*** Opening of Dataset entries ***

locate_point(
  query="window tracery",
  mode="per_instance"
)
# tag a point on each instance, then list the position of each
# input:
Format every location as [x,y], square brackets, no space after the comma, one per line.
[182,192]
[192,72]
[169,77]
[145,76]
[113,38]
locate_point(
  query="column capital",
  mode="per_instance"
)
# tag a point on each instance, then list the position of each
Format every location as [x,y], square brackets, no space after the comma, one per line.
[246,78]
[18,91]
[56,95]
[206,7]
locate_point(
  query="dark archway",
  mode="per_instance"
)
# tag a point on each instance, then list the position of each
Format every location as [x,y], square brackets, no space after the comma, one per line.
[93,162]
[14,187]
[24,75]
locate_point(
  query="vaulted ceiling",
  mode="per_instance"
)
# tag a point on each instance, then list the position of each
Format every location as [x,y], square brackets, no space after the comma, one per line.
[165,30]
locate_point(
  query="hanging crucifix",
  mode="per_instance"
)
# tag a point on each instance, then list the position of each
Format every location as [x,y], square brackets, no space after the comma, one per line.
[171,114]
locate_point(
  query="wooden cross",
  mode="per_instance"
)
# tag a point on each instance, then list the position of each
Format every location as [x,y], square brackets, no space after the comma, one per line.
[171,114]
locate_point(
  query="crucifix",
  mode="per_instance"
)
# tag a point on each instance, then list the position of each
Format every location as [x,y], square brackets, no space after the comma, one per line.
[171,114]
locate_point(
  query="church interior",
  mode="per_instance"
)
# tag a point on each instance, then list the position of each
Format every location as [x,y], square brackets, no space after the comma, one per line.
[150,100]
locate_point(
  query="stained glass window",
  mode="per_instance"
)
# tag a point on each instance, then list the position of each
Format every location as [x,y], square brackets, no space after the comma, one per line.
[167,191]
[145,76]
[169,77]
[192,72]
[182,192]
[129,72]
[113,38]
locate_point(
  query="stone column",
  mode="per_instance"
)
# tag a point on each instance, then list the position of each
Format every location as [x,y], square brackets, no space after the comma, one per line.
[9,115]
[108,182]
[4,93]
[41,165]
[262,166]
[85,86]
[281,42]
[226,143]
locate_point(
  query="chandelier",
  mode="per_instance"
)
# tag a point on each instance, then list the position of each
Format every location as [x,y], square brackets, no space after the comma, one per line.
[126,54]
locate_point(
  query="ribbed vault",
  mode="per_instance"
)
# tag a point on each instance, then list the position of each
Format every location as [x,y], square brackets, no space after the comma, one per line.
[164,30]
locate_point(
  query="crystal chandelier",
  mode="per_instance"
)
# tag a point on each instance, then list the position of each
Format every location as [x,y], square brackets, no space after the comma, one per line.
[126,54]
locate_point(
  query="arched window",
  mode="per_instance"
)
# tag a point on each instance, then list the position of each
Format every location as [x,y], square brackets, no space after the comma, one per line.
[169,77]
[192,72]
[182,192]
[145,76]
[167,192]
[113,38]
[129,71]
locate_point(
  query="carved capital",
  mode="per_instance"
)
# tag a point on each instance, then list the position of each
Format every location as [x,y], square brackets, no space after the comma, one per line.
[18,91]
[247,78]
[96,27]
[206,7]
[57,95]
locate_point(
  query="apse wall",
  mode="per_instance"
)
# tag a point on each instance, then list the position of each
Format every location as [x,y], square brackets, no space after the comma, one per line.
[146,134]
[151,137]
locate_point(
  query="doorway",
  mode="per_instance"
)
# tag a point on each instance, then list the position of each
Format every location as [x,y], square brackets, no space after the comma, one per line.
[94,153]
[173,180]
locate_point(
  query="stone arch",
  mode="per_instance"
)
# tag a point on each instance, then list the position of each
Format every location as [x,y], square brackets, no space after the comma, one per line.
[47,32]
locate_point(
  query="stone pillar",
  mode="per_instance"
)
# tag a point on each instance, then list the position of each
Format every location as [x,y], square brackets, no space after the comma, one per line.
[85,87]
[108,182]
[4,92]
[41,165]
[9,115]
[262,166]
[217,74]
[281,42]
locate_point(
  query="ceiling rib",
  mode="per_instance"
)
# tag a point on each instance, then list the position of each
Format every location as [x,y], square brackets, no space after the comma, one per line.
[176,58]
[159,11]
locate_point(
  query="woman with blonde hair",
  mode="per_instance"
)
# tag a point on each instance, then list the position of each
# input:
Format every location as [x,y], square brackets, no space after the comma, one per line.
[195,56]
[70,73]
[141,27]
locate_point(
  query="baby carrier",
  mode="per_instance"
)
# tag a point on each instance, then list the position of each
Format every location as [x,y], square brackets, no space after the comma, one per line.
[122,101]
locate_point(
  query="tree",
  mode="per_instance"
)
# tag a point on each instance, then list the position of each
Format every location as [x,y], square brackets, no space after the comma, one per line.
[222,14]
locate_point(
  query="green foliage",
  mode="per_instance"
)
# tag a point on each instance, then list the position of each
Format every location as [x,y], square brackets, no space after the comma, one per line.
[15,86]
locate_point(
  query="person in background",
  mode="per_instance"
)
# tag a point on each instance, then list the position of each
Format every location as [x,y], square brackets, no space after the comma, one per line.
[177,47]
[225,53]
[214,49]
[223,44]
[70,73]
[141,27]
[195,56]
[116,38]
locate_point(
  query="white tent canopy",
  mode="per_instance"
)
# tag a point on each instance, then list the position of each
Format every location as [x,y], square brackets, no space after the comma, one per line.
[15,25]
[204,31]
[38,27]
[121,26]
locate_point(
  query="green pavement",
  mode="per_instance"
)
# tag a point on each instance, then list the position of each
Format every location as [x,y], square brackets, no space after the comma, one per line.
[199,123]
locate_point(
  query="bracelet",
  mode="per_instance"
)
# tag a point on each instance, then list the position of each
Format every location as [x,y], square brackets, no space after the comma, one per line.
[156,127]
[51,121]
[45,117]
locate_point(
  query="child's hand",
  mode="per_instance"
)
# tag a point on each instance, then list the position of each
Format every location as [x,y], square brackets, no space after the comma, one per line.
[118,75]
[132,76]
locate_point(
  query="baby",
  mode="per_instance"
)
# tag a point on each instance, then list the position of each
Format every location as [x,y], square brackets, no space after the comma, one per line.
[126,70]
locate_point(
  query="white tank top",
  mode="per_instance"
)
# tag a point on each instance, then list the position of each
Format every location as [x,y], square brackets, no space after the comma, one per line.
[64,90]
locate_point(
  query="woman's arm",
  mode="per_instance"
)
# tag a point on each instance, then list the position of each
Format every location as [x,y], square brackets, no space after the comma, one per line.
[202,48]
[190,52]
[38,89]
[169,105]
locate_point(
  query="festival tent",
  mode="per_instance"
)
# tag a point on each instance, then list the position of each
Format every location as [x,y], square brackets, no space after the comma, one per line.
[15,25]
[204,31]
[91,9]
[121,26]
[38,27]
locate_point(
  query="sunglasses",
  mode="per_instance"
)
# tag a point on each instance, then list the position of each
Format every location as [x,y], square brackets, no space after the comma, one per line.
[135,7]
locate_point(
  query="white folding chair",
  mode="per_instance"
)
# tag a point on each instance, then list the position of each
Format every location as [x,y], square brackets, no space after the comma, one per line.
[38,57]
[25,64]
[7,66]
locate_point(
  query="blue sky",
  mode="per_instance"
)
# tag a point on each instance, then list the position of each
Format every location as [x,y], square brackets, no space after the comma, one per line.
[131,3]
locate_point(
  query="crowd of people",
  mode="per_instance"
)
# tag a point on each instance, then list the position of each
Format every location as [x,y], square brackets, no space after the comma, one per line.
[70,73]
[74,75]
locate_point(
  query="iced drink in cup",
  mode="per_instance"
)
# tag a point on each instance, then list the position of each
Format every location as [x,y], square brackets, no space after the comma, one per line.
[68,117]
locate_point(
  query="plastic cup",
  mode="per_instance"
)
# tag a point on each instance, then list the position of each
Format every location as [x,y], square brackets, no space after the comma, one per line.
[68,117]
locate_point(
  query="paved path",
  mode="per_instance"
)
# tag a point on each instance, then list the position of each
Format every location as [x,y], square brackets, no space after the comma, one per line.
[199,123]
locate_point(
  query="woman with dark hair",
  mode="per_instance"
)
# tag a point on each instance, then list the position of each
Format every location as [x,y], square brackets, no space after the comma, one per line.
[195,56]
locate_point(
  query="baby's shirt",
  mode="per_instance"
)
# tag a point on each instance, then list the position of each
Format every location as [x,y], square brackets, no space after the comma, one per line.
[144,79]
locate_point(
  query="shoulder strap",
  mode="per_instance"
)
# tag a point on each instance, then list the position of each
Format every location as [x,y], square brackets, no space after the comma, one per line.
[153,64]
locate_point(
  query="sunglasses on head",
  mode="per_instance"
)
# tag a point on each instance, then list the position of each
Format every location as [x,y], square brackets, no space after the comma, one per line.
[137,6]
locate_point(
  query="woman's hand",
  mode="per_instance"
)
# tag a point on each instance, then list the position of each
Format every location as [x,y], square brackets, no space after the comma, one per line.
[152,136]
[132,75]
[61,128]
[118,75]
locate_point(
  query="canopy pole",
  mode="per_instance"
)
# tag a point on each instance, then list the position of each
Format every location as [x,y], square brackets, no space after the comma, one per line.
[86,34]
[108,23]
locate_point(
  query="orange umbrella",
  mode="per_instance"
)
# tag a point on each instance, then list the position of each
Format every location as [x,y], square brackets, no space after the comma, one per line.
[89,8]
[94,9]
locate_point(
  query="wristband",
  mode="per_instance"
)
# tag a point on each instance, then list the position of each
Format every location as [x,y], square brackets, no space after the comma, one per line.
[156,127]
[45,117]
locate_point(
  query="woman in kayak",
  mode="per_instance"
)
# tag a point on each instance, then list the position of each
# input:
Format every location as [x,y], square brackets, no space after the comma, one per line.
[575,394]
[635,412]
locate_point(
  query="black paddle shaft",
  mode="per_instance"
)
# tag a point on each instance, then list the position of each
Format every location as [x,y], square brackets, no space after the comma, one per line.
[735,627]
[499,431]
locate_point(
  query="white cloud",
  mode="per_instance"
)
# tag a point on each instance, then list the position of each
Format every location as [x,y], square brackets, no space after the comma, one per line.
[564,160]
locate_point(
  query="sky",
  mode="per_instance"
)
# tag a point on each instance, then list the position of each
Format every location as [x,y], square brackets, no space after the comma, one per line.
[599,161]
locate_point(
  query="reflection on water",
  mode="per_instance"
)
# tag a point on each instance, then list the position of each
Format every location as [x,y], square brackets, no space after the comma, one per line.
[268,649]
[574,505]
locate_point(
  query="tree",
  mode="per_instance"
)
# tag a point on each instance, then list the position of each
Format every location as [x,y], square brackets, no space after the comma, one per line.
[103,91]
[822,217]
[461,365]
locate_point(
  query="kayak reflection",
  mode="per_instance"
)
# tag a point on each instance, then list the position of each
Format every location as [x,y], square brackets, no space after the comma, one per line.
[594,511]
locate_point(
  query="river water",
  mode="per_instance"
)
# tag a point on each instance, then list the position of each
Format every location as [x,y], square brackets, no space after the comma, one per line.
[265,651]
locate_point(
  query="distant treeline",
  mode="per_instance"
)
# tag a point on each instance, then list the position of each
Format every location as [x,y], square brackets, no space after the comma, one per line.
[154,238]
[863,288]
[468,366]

*** Close of Dataset entries ***

▸ **Task to carry out**
Only lines that contain "sunglasses" are needed, so copy each of them from the data.

▸ **Output for this task**
  query="sunglasses",
  query="sunglasses on head",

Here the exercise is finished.